Время шло, а королева всё думала и думала.

Сначала нужно было дать стране наследника. Единственным высокородным князем в Швеции, который мог бы претендовать на шведский трон, был её кузен Карл Густав. Королева не раз в самых лестных выражениях высказывалась о его способностях и личных качествах. Но ей, в довольно обидных словах отказавшейся от его предложения, не так-то просто было теперь обещать ему корону. Отчаянный бабник и успешный военачальник, Карл Густав оказался беспомощным и робким перед своей кузиной. К тому же у пфальцской семьи в Швеции было не так уж много сторонников.

Первым на Карла Густава как наследника трона указал дядя королевы, риксадмирал К. К. Юлленъельм. Ещё в 1646 году, сразу после расстройства брака Кристины с Карлом Густавом, он предложил ей, в случае своей бездетности или нежелания выходить замуж, обратить внимание на пфальцское семейство. (Такую возможность, кстати, предусматривал в своё время и отец Кристины, когда у него ещё не было наследников.) Но как убедить в этом правительство и парламент? Как можно было при молодой и успешно действующей королеве определить наследником шведского трона иностранца?

Новое назначение представителя пфальцского семейства сначала пришлось не по вкусу не только клану Оксеншернов, но и шведской аристократии вообще. У всех на слуху было грозное слово «редукция»[52], приверженцем которой они считали Карла Густава. Ян Казимир, король Польши, потомок рода Васа[53], тоже до глубины души был возмущён тем, что шведский престол предназначался какому-то немецкому пфальцграфу!

◆ ИСХОДНЫЕ ДАННЫЕ
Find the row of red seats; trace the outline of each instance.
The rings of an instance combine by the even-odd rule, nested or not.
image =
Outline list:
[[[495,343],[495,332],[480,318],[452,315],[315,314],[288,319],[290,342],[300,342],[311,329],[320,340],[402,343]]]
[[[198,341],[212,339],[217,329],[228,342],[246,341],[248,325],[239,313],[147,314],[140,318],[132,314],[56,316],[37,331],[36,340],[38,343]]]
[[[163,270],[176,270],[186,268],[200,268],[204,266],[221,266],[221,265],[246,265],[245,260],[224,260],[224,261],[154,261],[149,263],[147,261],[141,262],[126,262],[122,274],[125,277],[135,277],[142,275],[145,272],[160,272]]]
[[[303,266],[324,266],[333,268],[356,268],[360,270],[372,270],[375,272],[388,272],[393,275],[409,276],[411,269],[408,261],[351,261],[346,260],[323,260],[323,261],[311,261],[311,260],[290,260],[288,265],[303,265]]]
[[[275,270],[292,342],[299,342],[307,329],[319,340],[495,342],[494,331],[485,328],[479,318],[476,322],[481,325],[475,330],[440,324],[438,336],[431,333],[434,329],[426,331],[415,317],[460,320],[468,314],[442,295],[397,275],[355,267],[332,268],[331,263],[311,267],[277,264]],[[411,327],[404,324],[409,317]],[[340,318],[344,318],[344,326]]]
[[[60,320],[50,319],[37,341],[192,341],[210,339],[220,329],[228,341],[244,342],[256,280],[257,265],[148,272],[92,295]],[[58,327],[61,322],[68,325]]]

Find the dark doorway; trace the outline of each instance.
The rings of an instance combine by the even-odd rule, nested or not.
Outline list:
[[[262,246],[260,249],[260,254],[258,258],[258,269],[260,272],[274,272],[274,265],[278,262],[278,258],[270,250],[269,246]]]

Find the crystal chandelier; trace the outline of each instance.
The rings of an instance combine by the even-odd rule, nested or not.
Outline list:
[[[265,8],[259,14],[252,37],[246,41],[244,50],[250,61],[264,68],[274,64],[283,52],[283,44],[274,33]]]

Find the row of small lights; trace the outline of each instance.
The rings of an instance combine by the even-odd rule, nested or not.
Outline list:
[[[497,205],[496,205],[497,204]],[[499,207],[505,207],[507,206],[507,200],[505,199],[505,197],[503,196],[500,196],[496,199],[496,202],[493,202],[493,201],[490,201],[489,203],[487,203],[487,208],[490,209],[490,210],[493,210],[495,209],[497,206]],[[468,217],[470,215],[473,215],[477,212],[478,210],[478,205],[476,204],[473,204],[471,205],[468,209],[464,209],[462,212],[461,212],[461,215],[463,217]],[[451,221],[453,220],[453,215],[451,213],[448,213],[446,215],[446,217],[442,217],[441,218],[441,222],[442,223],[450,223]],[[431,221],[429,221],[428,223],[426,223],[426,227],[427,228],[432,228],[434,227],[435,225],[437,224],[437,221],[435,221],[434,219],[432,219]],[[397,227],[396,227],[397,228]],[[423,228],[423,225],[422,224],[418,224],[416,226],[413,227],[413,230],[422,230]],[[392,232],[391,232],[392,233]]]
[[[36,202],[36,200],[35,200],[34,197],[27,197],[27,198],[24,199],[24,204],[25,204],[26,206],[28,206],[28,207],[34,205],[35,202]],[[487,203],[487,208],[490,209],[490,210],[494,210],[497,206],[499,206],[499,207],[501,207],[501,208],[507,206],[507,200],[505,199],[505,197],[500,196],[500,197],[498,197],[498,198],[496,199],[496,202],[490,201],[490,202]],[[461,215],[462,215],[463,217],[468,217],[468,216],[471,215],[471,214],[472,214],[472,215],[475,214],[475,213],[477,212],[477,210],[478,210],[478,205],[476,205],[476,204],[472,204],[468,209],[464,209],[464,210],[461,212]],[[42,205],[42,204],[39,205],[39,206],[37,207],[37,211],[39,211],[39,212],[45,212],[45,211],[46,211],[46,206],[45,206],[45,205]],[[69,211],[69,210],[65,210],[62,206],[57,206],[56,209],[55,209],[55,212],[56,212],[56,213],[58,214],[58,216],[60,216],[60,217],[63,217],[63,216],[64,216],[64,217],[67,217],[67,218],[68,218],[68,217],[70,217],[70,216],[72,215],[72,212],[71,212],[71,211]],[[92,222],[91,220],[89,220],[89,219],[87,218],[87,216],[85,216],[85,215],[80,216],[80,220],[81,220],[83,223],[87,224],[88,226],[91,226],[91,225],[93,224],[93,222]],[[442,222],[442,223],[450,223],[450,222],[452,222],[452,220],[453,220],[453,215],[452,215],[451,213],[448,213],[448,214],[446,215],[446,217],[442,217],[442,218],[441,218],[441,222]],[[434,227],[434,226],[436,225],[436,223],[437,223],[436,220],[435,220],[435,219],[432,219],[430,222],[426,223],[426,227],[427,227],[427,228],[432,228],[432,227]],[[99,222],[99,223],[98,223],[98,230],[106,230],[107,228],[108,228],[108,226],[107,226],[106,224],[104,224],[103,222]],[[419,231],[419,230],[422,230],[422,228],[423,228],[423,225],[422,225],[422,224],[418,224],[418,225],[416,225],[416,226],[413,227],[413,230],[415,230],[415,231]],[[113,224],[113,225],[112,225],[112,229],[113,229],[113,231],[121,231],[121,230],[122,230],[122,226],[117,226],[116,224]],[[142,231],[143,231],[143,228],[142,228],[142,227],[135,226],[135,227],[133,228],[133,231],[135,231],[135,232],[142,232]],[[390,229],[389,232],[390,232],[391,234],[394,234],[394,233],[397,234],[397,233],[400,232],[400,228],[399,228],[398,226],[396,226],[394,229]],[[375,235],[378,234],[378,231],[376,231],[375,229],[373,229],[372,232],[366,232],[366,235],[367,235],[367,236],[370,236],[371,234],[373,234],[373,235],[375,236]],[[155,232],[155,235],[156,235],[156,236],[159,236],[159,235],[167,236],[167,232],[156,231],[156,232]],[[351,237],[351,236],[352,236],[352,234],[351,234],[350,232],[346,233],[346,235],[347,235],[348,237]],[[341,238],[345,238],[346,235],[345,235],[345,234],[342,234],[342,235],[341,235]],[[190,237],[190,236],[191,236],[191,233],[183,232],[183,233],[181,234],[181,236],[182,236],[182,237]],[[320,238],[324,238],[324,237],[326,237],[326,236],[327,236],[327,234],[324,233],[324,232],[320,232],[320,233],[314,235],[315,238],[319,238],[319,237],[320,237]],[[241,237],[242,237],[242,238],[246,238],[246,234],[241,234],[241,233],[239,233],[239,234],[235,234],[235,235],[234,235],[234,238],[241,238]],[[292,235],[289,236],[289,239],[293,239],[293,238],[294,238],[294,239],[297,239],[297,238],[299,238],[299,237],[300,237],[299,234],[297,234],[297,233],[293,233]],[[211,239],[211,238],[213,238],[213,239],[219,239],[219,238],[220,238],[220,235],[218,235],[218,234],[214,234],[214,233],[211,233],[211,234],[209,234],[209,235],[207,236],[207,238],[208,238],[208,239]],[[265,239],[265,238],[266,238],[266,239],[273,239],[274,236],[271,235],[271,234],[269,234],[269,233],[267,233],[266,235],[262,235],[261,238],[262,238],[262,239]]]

◆ СПИСОК ЗАДАНИЙ
• a. Ответьте на вопросы по фрагменту о королеве Кристине.
(i) Кто первым указал на Карла Густава как наследника трона?
(ii) В каком году было сделано предложение обратить внимание на пфальцское семейство?
(iii) Кто был королём Польши, возмущённым тем, что шведский престол предназначался немецкому пфальцграфу?
• b. Выведите дословно часть фрагмента о королеве Кристине от слов «Новое назначение представителя» до слов «какому-то немецкому пфальцграфу!».

◆ ОТВЕТЫ ПО ЗАДАНИЯМ
• a.
(i) Первым на Карла Густава как наследника трона указал дядя королевы, риксадмирал К. К. Юлленъельм.
(ii) Это предложение было сделано в 1646 году.
(iii) Королём Польши был Ян Казимир.

• b.
Новое назначение представителя пфальцского семейства сначала пришлось не по вкусу не только клану Оксеншернов, но и шведской аристократии вообще. У всех на слуху было грозное слово «редукция»[52], приверженцем которой они считали Карла Густава. Ян Казимир, король Польши, потомок рода Васа[53], тоже до глубины души был возмущён тем, что шведский престол предназначался какому-то немецкому пфальцграфу!